# Problem statement:
Please reproduce word for word everything in the contract terms below, from "6. CHARGES AND" down to "Tariff shall apply.".

# Selected passage:
* begin *

4.11.1 without limiting or affecting any other right or remedy available to it, Roamit shall have the right to suspend performance of the Services until the Customer remedies the Customer Default, and to rely on the Customer Default to relieve it from the performance of any of its obligations in each case to the extent the Customer Default prevents or delays Roamit’s performance of any of its obligations;

4.11.2 Roamit shall not be liable for any costs or losses sustained or incurred by the Customer arising directly or indirectly from Roamit’s failure or delay to perform any of its obligations as set out in this clause 4.11; and 

4.11.3 the Customer shall reimburse Roamit on written demand for any costs or losses sustained or incurred by Roamit arising directly or indirectly from the Customer Default. 

5. ADDITIONAL ITEMS

 5.1 The Customer may at any time during the term of their Contract request additional goods or Services via a Supplementary Order Form.

 6. CHARGES AND PAYMENT

6.1 The Tariff chosen by the Customer in respect of the Services on commencement of this Contract will remain the minimum Tariff selected for the Minimum Period and the terms and conditions relating to the selected Tariff shall apply.

* end *

(Rows of the dataset)
* begin *

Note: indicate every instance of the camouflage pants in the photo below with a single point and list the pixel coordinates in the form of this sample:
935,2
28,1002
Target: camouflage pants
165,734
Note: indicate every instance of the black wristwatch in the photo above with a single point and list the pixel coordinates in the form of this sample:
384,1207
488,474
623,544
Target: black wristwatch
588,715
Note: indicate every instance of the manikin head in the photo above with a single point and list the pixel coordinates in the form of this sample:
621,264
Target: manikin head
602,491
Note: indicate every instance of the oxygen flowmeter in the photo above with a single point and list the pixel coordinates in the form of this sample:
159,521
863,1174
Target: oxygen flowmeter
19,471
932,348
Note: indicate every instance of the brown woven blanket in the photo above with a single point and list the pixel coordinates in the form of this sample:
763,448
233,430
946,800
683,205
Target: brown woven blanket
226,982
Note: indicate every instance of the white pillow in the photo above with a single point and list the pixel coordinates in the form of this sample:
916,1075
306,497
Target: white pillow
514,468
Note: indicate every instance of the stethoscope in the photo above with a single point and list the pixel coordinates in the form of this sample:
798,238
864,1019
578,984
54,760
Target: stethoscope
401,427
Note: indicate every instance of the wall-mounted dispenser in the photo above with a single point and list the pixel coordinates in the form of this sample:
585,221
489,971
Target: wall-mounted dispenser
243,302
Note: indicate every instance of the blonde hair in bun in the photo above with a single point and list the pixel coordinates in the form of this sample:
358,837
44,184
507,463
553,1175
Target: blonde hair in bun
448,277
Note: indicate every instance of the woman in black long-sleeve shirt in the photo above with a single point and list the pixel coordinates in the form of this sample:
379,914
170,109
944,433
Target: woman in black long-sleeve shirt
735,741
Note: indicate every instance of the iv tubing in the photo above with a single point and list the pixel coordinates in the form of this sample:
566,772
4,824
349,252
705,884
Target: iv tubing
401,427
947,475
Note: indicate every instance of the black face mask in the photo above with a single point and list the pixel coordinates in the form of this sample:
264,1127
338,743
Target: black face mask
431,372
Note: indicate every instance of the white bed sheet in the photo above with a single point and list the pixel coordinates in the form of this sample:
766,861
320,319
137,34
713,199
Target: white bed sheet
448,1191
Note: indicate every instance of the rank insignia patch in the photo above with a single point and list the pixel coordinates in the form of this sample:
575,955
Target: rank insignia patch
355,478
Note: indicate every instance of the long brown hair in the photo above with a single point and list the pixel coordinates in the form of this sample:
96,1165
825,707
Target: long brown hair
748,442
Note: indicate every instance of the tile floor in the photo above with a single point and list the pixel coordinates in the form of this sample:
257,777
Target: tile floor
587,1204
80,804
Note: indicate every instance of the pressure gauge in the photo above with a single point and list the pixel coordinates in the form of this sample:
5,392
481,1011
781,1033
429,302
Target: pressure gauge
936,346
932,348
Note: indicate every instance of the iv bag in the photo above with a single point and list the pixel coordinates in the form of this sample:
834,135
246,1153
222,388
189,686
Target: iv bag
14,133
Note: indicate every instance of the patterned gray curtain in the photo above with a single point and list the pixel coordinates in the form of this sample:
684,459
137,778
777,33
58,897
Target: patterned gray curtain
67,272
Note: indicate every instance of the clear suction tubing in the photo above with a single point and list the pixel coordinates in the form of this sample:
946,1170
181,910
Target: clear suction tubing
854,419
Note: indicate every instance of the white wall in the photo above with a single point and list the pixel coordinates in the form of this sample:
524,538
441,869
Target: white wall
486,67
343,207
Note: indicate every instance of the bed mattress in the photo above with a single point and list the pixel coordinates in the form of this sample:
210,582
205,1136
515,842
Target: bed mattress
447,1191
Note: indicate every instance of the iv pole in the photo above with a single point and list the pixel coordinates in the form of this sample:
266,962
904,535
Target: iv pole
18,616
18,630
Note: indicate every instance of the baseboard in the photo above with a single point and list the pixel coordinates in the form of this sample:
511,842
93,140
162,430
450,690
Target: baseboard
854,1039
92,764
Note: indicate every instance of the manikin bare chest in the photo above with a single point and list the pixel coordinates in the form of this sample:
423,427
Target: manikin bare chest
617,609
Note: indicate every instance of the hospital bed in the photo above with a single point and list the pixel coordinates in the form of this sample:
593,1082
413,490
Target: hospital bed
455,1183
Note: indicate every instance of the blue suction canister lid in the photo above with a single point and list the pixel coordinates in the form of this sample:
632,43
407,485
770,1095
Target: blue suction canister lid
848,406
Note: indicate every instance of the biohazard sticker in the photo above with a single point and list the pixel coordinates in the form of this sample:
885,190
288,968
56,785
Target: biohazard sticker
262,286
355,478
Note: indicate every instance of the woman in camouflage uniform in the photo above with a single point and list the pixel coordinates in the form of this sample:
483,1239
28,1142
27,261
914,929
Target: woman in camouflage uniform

* end *

# Response to the exercise:
6. CHARGES AND PAYMENT

6.1 The Tariff chosen by the Customer in respect of the Services on commencement of this Contract will remain the minimum Tariff selected for the Minimum Period and the terms and conditions relating to the selected Tariff shall apply.